** Task to complete **
In the lines below, change every "evaluation set" to "test set" and leave everything else as it is.

** Listed records **
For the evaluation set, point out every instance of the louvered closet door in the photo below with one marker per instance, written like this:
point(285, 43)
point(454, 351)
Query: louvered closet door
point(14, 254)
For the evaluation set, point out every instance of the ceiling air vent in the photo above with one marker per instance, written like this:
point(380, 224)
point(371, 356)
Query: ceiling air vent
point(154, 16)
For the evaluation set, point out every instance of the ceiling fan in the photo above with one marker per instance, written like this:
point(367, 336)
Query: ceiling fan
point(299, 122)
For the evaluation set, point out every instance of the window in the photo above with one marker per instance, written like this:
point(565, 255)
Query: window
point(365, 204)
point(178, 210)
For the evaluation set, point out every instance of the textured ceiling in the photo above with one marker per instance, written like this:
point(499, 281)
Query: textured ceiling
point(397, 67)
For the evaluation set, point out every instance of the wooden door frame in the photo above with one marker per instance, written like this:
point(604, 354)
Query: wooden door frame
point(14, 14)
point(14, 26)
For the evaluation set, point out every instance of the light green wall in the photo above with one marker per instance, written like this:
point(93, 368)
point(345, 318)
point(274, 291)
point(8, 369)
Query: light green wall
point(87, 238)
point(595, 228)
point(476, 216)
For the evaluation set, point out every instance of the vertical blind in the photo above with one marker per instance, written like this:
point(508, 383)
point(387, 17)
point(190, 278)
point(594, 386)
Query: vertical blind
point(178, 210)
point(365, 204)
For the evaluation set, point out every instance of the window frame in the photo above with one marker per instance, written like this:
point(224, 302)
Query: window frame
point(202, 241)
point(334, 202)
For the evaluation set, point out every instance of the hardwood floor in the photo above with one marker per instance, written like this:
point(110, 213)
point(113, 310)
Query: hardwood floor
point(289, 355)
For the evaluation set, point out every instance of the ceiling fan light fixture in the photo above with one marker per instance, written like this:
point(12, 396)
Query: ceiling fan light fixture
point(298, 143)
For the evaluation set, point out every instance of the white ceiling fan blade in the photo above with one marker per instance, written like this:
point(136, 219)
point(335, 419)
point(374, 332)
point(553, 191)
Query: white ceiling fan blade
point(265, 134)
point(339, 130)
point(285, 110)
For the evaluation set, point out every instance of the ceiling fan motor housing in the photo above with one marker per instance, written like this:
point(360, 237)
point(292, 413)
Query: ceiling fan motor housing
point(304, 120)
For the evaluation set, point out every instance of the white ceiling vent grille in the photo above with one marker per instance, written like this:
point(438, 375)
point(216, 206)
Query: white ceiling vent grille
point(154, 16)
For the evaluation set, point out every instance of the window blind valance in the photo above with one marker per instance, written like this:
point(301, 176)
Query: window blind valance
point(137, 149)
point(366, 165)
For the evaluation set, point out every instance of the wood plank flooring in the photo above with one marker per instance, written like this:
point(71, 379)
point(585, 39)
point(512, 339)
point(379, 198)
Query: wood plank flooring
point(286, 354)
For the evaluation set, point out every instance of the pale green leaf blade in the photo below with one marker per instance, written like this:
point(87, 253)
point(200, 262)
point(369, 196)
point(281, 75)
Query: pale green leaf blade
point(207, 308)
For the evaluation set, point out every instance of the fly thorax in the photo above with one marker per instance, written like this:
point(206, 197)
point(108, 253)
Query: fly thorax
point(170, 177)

** Problem solution **
For the test set, point out every instance of the louvered closet door in the photo below with one marker per instance, written like this:
point(285, 43)
point(454, 351)
Query: louvered closet door
point(14, 254)
For the test set, point out every instance of the ceiling air vent in the photo above with one marker per instance, written like this:
point(380, 224)
point(371, 356)
Query: ceiling air vent
point(154, 16)
For the test set, point out every instance of the ceiling fan in the photo above with one marker per instance, written like this:
point(367, 336)
Query: ceiling fan
point(299, 122)
For the test set, point out every instance of the window in the photo above with one marker per instance, written like this:
point(565, 255)
Query: window
point(365, 204)
point(178, 210)
For the test set, point out every instance of the textured ceiling in the photo above with one marker per instance, written like this:
point(499, 281)
Query: textured ceiling
point(397, 67)
For the test set, point out every instance of the wooden door frame in the photo above with one marker per instance, written like this:
point(604, 354)
Query: wooden door frame
point(14, 14)
point(14, 26)
For the test set, point out every instance of the light green wall in the photo above with one marker per instance, written like this:
point(93, 368)
point(345, 318)
point(274, 291)
point(8, 369)
Query: light green wall
point(87, 238)
point(595, 228)
point(476, 216)
For the test set, point out every instance of the vertical blind in the photo above with one marker per instance, written like this:
point(508, 383)
point(387, 17)
point(190, 278)
point(594, 386)
Query: vertical blind
point(178, 210)
point(365, 204)
For the test set, point out every instance of the window frame in the photo above with one marker per instance, written like this:
point(224, 302)
Query: window frame
point(202, 241)
point(334, 202)
For the test set, point out every instance of the hardwood floor in the photo above with one marker per instance, written like this:
point(110, 213)
point(113, 310)
Query: hardwood floor
point(289, 355)
For the test set, point out every instance of the ceiling fan light fixture in the photo above with one marker per instance, written like this:
point(12, 396)
Query: ceiling fan light fixture
point(298, 143)
For the test set, point out every instance of the white ceiling fan blade in the photo above with one marker per instance, written like this:
point(136, 219)
point(335, 419)
point(374, 332)
point(553, 191)
Query: white ceiling fan blade
point(265, 134)
point(339, 130)
point(285, 110)
For the test set, point out every instance of the ceiling fan motor housing in the photo above with one marker per instance, written like this:
point(360, 237)
point(292, 413)
Query: ceiling fan motor housing
point(304, 120)
For the test set, point out every instance of the white ceiling vent grille in the photo above with one marker per instance, written like this:
point(438, 375)
point(216, 206)
Query: white ceiling vent grille
point(154, 16)
For the test set, point out every instance of the window blind valance in the photo above with one marker per instance, written like this:
point(301, 176)
Query: window blind valance
point(137, 149)
point(366, 165)
For the test set, point out every instance of the wood plank flooring in the photo above with one marker per instance, written like this:
point(71, 379)
point(585, 39)
point(512, 339)
point(379, 198)
Query: wood plank flooring
point(286, 354)
For the test set, point out every instance of the pale green leaf blade in the photo below with one marker per instance, written like this:
point(87, 253)
point(200, 262)
point(369, 196)
point(281, 75)
Query: pale green leaf blade
point(207, 308)
For the test set, point out every instance of the fly thorax in the photo above with one marker per instance, written like this:
point(206, 197)
point(108, 253)
Query: fly thorax
point(170, 177)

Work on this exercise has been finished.